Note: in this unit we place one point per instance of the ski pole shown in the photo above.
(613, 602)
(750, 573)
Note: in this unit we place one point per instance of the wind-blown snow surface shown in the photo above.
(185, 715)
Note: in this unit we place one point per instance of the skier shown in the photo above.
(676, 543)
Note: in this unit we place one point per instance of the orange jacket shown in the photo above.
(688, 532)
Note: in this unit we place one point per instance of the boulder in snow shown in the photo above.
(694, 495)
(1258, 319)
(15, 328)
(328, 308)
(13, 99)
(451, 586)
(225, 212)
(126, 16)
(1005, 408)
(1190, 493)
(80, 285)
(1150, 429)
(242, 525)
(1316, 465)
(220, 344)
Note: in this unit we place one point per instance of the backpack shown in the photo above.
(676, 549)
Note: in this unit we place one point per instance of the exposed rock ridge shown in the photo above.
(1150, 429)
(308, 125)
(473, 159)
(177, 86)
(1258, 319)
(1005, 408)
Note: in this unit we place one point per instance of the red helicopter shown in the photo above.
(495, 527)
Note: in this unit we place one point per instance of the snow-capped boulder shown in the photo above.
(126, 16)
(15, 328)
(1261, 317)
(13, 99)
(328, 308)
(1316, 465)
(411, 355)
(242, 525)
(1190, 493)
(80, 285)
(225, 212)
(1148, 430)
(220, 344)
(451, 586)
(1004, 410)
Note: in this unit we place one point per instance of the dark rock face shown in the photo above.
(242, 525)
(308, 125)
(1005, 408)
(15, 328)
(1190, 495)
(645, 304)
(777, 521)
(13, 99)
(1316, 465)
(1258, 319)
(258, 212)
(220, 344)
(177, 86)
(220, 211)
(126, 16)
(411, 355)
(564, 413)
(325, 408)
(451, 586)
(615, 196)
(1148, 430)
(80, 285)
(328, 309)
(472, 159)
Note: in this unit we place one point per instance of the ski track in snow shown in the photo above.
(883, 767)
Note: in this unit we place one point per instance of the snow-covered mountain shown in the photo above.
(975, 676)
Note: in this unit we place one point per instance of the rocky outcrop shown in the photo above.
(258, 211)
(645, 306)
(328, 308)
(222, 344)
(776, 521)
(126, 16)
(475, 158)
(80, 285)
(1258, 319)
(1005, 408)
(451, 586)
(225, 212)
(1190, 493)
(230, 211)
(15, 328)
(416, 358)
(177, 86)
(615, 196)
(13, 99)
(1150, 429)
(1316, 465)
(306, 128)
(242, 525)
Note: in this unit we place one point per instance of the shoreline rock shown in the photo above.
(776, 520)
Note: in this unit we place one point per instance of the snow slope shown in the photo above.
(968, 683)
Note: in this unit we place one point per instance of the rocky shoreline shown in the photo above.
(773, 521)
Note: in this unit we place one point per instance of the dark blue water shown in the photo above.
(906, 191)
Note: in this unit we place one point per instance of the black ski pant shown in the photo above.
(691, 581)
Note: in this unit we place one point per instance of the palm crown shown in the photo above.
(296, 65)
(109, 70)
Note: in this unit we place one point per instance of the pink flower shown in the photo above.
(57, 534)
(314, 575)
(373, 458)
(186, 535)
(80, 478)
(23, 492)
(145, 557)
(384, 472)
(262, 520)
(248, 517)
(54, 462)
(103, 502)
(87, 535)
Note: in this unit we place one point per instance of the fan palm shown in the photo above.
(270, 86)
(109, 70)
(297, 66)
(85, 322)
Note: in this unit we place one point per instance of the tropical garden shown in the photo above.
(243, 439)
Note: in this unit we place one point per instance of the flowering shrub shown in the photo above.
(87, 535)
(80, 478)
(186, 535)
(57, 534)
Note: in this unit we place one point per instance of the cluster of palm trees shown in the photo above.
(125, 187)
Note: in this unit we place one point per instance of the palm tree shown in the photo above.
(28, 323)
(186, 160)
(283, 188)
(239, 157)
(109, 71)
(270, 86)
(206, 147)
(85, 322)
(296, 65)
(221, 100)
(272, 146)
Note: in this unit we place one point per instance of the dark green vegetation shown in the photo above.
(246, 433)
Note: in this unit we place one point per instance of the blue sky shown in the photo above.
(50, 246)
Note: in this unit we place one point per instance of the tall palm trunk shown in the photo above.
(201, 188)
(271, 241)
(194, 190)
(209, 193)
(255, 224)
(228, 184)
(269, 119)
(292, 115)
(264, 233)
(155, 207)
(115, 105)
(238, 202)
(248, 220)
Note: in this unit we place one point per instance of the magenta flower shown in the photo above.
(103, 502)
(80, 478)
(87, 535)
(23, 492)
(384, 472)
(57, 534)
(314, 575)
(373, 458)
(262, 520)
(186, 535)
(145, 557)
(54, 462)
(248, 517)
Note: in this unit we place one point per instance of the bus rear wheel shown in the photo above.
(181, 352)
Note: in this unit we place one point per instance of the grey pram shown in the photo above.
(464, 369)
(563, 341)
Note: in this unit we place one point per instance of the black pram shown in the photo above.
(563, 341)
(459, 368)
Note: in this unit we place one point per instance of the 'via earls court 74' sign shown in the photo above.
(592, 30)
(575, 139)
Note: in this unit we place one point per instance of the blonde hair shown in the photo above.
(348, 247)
------------------------
> **What to do**
Copy out the entire listing above word for word, keeping every line in its original order.

> **The response**
Note: in this unit we place one point per instance of the ski pole shown in the photo above.
(613, 602)
(750, 573)
Note: in this unit we place one point per instance of the wind-blown snow surface shown in the photo above.
(185, 715)
Note: in this unit we place one point per instance of the skier shown in the photo above.
(676, 543)
Note: in this unit we place one point per instance of the orange jacket shown in the photo above.
(688, 532)
Note: in this unit we place one point per instance of the boulder in snow shown in the photo above.
(694, 495)
(1258, 319)
(15, 328)
(328, 308)
(13, 99)
(451, 586)
(225, 212)
(126, 16)
(1005, 408)
(1190, 493)
(80, 285)
(1150, 429)
(242, 525)
(1316, 465)
(220, 344)
Note: in this unit we place one point per instance of the backpack shown in the photo above.
(676, 549)
Note: in this unit we place one point per instance of the exposed rock ridge shown in the photo above.
(1150, 429)
(308, 125)
(473, 159)
(177, 86)
(1258, 319)
(1005, 408)
Note: in this unit we place one point per instance of the red helicopter shown in the photo above.
(495, 527)
Note: in this unit we place one point per instance of the snow-capped boulder shown in the photo above.
(126, 16)
(15, 328)
(1261, 317)
(13, 99)
(328, 308)
(1316, 465)
(411, 355)
(242, 525)
(1190, 493)
(80, 285)
(225, 212)
(1148, 430)
(220, 344)
(451, 586)
(1004, 410)
Note: in this unit we place one point per instance of the dark rock face shown in the photo above.
(242, 525)
(308, 125)
(1005, 408)
(15, 328)
(1190, 495)
(645, 304)
(777, 521)
(13, 99)
(1316, 465)
(1258, 319)
(258, 212)
(220, 344)
(177, 86)
(220, 211)
(126, 16)
(411, 355)
(564, 413)
(325, 408)
(451, 586)
(615, 196)
(1148, 430)
(80, 285)
(328, 309)
(472, 159)
Note: in this unit we place one point per instance of the ski track in snow shown in the photo above.
(883, 767)
Note: in this unit we place one point per instance of the snow-covered mountain shown in the photo above.
(975, 676)
Note: in this unit we place one point per instance of the rocky outcrop shown in the photo above.
(258, 211)
(645, 306)
(328, 308)
(222, 344)
(776, 521)
(126, 16)
(475, 158)
(80, 285)
(1258, 319)
(1005, 408)
(451, 586)
(225, 212)
(1190, 493)
(230, 211)
(15, 328)
(416, 358)
(177, 86)
(615, 196)
(13, 99)
(1150, 429)
(1316, 465)
(306, 128)
(242, 525)
Note: in this unit we place one point per instance of the shoreline rock shown in the photo above.
(776, 520)
Note: in this unit we place one point per instance of the snow slope shown in the photo above.
(968, 683)
Note: in this unit we place one point per instance of the rocky shoreline shown in the photo above.
(773, 521)
Note: in this unit we place one point per instance of the dark blue water shown in the photo above.
(906, 191)
Note: in this unit we place one point per instance of the black ski pant shown in the photo above.
(691, 581)
Note: in this unit we place one point per instance of the palm crown shown in the photo above.
(296, 65)
(109, 70)
Note: in this unit we place one point per instance of the pink flower shown in the photo above.
(57, 534)
(314, 575)
(373, 458)
(186, 535)
(80, 478)
(23, 492)
(145, 557)
(384, 472)
(262, 520)
(248, 517)
(54, 462)
(103, 502)
(87, 535)
Note: in this unit we place one point per instance of the fan palm shown in the photo above.
(270, 86)
(109, 70)
(297, 66)
(85, 322)
Note: in this unit we place one point per instance of the tropical garden shown in the photo above.
(243, 439)
Note: in this unit we place one point per instance of the flowering shrub shown in the photo above.
(87, 535)
(80, 478)
(186, 535)
(57, 534)
Note: in this unit we place one point per instance of the cluster of palm trees shown in the photo above.
(125, 187)
Note: in this unit we place one point per instance of the palm tree shown in the photo above.
(28, 323)
(186, 160)
(283, 188)
(239, 157)
(109, 71)
(270, 86)
(206, 147)
(85, 322)
(296, 65)
(221, 100)
(272, 146)
Note: in this unit we place one point per instance of the dark green vegetation shown in the photo above.
(246, 433)
Note: in this unit we place one point per instance of the blue sky shown in the photo above.
(50, 246)
Note: in this unit we place one point per instance of the tall palm trunk shown in the photo above.
(201, 188)
(271, 241)
(194, 190)
(209, 193)
(255, 224)
(228, 184)
(269, 119)
(292, 115)
(264, 233)
(155, 207)
(115, 105)
(238, 202)
(248, 220)
Note: in this unit we place one point per instance of the magenta flower shown in the photo above.
(103, 502)
(80, 478)
(87, 535)
(23, 492)
(384, 472)
(57, 534)
(314, 575)
(373, 458)
(262, 520)
(186, 535)
(145, 557)
(54, 462)
(248, 517)
Note: in this unit we place one point per instance of the bus rear wheel shown in the photo above.
(181, 352)
Note: in this unit we place one point per instance of the grey pram shown in the photo above.
(464, 369)
(563, 341)
Note: in this unit we place one point per instance of the black pram shown in the photo above.
(563, 341)
(459, 368)
Note: in this unit we place one point per instance of the 'via earls court 74' sign shown in the photo above.
(592, 30)
(575, 139)
Note: in this unit we place one point per instance of the blonde hair shown in the photo above.
(348, 247)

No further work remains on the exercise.